■ **WHAT IS REQUIRED**
Among the lines of data below, reproduce only those from the one with "locate: concrete wall" through the one with "locate: daisy bud | one point per instance", exactly as they stand, both ends included.

■ **DATA LISTING**
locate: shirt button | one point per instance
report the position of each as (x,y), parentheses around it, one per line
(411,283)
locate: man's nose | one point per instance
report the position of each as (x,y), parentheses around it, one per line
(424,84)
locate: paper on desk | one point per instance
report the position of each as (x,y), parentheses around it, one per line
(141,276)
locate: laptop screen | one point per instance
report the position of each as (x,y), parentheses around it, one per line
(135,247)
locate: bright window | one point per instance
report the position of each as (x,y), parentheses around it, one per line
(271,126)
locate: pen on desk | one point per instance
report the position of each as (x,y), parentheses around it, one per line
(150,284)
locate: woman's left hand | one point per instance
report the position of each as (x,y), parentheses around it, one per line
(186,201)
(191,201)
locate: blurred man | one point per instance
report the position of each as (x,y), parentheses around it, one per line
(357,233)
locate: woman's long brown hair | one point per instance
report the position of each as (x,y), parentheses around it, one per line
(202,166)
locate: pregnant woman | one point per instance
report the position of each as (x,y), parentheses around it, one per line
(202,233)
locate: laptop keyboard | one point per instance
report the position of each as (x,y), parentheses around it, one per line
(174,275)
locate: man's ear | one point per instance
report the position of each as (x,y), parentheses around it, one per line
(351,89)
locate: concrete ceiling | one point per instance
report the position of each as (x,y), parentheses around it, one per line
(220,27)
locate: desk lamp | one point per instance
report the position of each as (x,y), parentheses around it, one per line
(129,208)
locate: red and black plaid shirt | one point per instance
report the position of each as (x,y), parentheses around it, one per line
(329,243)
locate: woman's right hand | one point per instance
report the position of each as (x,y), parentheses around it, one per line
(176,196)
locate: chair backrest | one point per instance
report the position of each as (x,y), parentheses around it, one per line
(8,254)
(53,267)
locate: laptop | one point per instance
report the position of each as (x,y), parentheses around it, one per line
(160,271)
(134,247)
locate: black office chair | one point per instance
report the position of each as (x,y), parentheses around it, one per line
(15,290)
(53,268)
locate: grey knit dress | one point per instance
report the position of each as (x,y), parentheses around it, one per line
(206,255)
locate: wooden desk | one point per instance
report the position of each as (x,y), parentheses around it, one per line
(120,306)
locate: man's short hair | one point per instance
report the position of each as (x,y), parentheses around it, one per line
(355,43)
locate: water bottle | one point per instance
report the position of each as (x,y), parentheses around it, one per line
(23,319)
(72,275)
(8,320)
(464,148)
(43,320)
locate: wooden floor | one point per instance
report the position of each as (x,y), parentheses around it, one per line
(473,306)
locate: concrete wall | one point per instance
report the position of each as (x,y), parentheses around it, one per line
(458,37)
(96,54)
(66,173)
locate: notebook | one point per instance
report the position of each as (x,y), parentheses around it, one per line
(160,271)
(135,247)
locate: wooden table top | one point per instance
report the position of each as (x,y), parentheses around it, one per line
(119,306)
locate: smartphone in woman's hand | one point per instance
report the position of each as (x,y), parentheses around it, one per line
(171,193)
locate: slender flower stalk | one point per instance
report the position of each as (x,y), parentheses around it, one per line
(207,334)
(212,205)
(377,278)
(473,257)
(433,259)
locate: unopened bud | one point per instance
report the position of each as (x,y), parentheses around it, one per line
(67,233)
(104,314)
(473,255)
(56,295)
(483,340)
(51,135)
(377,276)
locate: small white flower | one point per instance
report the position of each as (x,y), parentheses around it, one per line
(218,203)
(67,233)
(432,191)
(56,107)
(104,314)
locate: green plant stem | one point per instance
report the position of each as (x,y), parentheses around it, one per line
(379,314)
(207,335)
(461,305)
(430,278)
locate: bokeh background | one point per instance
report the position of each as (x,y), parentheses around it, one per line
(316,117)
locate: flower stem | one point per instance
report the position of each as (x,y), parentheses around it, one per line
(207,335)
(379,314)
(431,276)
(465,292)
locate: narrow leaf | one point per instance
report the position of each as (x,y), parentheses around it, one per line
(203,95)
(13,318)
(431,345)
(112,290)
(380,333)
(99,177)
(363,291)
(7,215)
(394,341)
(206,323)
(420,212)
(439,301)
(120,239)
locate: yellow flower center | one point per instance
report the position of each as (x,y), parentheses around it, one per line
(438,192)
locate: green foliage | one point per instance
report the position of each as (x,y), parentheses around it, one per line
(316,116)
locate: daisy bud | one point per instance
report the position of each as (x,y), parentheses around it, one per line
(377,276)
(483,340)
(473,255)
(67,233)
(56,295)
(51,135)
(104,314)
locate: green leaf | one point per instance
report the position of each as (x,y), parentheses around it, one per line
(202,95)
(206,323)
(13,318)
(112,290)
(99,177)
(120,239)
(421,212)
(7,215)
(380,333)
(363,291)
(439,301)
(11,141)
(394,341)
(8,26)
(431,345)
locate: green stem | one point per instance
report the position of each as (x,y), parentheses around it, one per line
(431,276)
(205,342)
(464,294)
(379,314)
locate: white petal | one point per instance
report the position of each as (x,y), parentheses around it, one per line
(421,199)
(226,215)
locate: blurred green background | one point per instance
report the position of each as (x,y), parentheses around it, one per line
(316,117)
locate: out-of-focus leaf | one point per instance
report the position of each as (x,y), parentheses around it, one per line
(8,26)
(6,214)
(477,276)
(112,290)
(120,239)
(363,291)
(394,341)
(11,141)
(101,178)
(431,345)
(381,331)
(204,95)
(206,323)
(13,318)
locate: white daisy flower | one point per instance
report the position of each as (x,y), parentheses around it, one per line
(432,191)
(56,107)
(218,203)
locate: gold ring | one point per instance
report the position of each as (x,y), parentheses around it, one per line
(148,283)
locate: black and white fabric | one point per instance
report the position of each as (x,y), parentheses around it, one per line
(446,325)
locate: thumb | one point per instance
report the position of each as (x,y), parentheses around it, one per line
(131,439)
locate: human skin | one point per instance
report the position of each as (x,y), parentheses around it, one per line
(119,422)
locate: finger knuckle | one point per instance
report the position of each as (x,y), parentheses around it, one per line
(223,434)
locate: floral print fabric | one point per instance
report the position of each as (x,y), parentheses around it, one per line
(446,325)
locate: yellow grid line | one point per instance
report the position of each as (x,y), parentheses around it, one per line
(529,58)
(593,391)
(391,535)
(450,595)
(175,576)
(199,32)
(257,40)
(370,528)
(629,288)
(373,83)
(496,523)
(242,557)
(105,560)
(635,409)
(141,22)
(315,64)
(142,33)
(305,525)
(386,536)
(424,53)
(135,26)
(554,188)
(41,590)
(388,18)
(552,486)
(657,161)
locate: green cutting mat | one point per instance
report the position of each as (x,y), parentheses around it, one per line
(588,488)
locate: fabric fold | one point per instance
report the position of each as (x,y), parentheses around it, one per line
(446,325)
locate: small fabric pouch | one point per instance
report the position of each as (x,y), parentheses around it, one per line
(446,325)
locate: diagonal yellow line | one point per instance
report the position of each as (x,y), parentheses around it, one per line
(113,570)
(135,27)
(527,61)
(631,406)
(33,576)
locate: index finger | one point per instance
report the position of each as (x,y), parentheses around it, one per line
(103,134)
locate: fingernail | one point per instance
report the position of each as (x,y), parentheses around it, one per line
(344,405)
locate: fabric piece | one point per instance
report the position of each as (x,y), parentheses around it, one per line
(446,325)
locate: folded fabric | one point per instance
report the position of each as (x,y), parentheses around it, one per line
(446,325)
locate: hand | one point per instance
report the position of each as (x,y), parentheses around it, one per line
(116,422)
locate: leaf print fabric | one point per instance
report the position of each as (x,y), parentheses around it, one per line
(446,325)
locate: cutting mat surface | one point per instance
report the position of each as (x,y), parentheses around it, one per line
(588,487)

■ **SOLVED EXERCISE**
locate: concrete wall | one point per instance
report the position of each as (x,y), parentheses around it, one per line
(458,37)
(96,54)
(66,173)
locate: notebook | one point per instance
report the position of each as (x,y), parentheses around it, one per line
(160,271)
(135,247)
locate: wooden table top | one point per instance
report the position of each as (x,y), parentheses around it, one per line
(119,306)
locate: smartphone in woman's hand | one point per instance
report the position of each as (x,y), parentheses around it, one per line
(171,193)
locate: slender flower stalk | one point per instance
report the position of each as (x,y), parentheses around it, one per line
(207,334)
(212,205)
(377,278)
(473,257)
(433,259)
locate: unopened bud | one point per instance
report the position of each as (x,y), parentheses around it, one per line
(67,233)
(104,314)
(473,255)
(56,295)
(483,340)
(51,135)
(377,276)
locate: small white flower | one point per instance
report the position of each as (x,y), parentheses around it, one per line
(218,203)
(67,233)
(432,191)
(56,107)
(104,314)
locate: green plant stem | one point per instance
report the position of each as (x,y), parentheses around it, one per line
(379,314)
(207,335)
(461,305)
(430,278)
locate: bokeh background | one point per instance
report the position of each as (x,y), parentheses around it, one per line
(316,117)
locate: flower stem | one point per instance
report the position of each as (x,y), parentheses around it, one per line
(207,335)
(379,314)
(431,276)
(465,292)
locate: narrow leaf | one point per instance
report the position of each as (x,y), parentheses around it, one per line
(203,95)
(13,318)
(431,345)
(112,290)
(380,333)
(99,177)
(363,291)
(7,215)
(394,341)
(206,323)
(420,212)
(439,301)
(120,239)
locate: yellow flower center | one point per instance
report the position of each as (x,y), parentheses around it, one per line
(438,192)
locate: green foliage | one point per instance
report the position of each as (x,y), parentheses around it, one per line
(316,116)
locate: daisy bud | one point per instance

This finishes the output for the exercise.